START Material provided
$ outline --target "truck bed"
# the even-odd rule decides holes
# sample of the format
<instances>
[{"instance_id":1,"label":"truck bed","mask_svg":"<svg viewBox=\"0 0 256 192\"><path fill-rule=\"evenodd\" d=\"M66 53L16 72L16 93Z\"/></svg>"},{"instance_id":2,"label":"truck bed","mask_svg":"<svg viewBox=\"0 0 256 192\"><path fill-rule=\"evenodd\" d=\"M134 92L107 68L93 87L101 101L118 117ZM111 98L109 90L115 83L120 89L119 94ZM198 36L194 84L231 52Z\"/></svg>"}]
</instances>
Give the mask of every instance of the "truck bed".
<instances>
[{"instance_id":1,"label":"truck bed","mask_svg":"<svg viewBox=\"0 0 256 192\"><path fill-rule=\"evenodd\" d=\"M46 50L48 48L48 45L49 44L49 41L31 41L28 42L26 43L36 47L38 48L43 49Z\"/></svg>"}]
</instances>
END Material provided
_What is required_. Can you arrange the lines above as a numbered list, leaving out any blank ones?

_Exercise result_.
1. $ outline --target "truck bed"
2. # the even-odd rule decides holes
3. # sample of the format
4. <instances>
5. [{"instance_id":1,"label":"truck bed","mask_svg":"<svg viewBox=\"0 0 256 192\"><path fill-rule=\"evenodd\" d=\"M66 53L16 72L16 93Z\"/></svg>"},{"instance_id":2,"label":"truck bed","mask_svg":"<svg viewBox=\"0 0 256 192\"><path fill-rule=\"evenodd\" d=\"M134 92L107 68L93 87L101 101L118 117ZM111 98L109 90L115 83L120 89L119 94ZM198 36L194 84L231 52Z\"/></svg>"}]
6. </instances>
7. Give the mask of every instance of the "truck bed".
8. <instances>
9. [{"instance_id":1,"label":"truck bed","mask_svg":"<svg viewBox=\"0 0 256 192\"><path fill-rule=\"evenodd\" d=\"M46 50L48 48L48 45L49 44L49 41L31 41L28 42L26 43L36 47L38 48L43 49Z\"/></svg>"}]
10. </instances>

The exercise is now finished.